In 2023, he played in 66 games in the Eastern League, batting .242 with five home runs and 18 RBI, but did not play in the first team. He was released on October 11.

=== Yomiuri Giants (second stint) ===
On November 28, 2023, Urena return the old team Yomiuri Giants and signed development player. It is said that Shinnosuke Abe, who became the first-team manager, requested him to re-acquire him. His estimated annual salary is 6.5 million yen (equal to $45,336 in US dollars).

In 2024, he had a batting average of .244 and two home runs by April in the minor leagues, and on April 19, it was announced that he would be returned to the regular roster. His uniform number is 98, the same as in 2021. Abe explained, "He's not a helper. We're treating him like a 24-year-old Japanese player. And he knows that. He's a backup for (Okamoto) Kazuma." He played in 7 total games for Yomiuri in 2024, going 0–for–7 with 1 walk. On October 6, 2024, the Giants announced that they would not offer a contract to Urena, making him a free agent.

===Pericos de Puebla===
On November 21, 2024, Urena signed with the Pericos de Puebla of the Mexican League. In 88 games he hit .350/.396/.537 with 14 home runs, 77 RBIs and 6 stolen bases.

==Personal life==
Urena is a powerful right-handed hitter with long range. Defensively, he can play first base, second base, third base, and left field.

His nicknames are "Ure'" and "Nya."

His childhood idols were José Reyes and Hanley Ramirez, while the players he was most impressed by playing against were Aaron Judge and Giancarlo Stanton.

Collected data
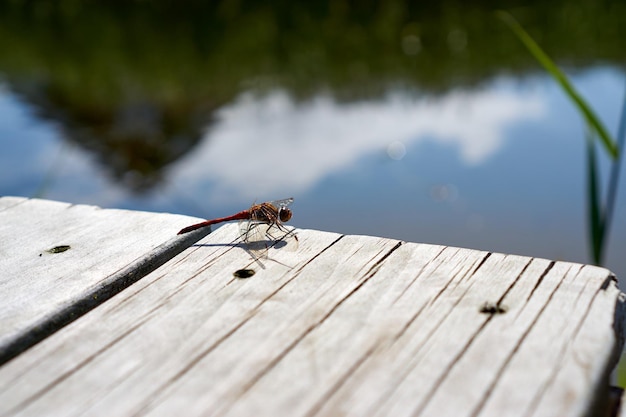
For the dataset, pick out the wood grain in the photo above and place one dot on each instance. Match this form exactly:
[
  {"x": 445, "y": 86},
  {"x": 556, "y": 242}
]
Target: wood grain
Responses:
[
  {"x": 344, "y": 325},
  {"x": 58, "y": 261}
]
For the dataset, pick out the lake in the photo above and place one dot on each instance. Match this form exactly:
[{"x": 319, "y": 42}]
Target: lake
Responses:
[{"x": 422, "y": 123}]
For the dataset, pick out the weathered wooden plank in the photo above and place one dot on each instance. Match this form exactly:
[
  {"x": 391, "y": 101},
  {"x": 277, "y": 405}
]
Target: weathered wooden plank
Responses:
[
  {"x": 59, "y": 260},
  {"x": 348, "y": 325}
]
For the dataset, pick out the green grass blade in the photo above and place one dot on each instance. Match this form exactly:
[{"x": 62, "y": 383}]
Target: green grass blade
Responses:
[
  {"x": 596, "y": 221},
  {"x": 592, "y": 120}
]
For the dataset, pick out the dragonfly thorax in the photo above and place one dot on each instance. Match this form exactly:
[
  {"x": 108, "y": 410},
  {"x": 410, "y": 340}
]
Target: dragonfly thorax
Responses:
[{"x": 284, "y": 214}]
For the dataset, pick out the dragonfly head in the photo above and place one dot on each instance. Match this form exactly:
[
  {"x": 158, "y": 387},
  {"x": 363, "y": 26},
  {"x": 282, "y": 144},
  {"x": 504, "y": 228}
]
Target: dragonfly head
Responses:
[{"x": 284, "y": 214}]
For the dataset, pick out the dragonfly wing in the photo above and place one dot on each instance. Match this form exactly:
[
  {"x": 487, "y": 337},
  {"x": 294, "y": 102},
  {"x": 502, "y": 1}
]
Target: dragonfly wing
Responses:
[{"x": 282, "y": 203}]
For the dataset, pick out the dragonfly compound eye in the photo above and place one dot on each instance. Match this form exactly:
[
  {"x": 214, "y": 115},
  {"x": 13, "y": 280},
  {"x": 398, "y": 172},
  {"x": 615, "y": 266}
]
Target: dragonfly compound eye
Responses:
[{"x": 284, "y": 214}]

EXERCISE PROMPT>
In the passage about Urena, what uniform number does he wear after returning to the Giants' regular roster in 2024?

YOUR RESPONSE>
98, the same number as in 2021.